(Entries for labeling with bounding boxes)
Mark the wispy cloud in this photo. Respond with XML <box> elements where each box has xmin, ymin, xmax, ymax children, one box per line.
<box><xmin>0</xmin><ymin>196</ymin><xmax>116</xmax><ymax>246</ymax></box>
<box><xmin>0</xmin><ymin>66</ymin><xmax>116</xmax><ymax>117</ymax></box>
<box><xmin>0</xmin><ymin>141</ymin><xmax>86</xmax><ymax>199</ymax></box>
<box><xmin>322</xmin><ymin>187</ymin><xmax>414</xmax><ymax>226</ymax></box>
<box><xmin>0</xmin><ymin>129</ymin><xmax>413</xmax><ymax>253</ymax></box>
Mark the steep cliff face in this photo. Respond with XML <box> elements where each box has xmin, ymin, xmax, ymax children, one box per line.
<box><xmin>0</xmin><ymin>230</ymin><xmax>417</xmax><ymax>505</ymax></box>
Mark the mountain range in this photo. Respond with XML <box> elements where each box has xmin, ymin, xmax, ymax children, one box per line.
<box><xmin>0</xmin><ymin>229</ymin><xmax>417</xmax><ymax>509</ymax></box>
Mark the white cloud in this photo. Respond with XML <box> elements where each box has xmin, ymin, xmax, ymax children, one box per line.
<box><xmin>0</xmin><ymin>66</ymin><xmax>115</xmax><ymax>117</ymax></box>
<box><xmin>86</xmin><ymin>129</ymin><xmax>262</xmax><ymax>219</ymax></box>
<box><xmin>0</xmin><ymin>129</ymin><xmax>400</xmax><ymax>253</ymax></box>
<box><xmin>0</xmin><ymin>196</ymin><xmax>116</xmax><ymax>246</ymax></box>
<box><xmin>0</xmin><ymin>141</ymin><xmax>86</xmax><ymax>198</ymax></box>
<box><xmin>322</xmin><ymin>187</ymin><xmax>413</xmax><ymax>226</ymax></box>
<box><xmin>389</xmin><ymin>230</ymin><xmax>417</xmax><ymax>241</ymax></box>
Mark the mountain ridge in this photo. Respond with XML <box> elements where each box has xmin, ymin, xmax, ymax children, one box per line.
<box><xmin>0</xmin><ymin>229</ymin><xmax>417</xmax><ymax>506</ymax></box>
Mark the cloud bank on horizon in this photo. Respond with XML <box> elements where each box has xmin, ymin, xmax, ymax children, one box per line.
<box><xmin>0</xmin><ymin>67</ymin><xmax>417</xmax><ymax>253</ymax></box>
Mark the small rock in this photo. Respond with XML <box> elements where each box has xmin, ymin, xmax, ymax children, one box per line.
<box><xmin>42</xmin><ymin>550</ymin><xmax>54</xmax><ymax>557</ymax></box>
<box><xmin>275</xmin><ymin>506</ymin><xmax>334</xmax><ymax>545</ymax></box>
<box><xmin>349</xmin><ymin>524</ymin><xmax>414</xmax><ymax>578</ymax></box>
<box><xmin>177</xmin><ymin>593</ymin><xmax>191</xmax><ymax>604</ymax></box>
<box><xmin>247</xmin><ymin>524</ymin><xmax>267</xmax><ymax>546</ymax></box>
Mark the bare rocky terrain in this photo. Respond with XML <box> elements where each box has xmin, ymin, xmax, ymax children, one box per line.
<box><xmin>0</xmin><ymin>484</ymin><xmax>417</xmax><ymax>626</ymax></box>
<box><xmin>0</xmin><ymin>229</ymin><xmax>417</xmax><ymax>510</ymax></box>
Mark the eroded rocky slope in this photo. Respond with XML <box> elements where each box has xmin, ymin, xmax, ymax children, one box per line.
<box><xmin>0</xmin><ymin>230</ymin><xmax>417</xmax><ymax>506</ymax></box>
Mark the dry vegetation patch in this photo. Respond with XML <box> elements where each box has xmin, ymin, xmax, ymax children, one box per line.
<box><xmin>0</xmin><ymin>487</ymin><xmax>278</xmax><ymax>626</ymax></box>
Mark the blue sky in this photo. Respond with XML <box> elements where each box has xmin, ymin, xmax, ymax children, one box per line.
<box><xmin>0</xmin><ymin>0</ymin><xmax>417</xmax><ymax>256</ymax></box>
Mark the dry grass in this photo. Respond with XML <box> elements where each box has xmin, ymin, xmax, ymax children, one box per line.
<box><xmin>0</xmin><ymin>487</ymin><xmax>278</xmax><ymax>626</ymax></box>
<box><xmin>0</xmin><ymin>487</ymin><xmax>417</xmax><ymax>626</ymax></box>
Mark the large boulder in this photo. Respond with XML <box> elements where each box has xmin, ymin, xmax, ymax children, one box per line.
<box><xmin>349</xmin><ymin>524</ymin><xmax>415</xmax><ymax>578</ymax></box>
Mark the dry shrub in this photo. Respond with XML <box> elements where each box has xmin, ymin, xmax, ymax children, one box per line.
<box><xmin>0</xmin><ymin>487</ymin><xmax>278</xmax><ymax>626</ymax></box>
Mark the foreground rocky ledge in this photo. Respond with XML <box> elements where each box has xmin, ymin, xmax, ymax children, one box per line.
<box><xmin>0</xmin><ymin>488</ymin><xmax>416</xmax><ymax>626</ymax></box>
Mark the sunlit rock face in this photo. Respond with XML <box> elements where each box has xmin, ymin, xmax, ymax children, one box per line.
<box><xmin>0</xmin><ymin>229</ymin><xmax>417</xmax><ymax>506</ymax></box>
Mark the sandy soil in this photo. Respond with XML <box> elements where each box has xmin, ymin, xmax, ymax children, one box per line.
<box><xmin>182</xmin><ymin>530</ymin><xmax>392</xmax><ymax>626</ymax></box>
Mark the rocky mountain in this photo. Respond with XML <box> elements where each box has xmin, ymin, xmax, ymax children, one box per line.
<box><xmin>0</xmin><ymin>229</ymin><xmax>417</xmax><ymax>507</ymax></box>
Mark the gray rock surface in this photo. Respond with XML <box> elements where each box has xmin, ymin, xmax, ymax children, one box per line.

## [TASK OBJECTIVE]
Give the number of lines in the material that contain the word "rocky", counting only matches with the same case, and give nothing but the number.

## [RESULT OF THIS EXERCISE]
4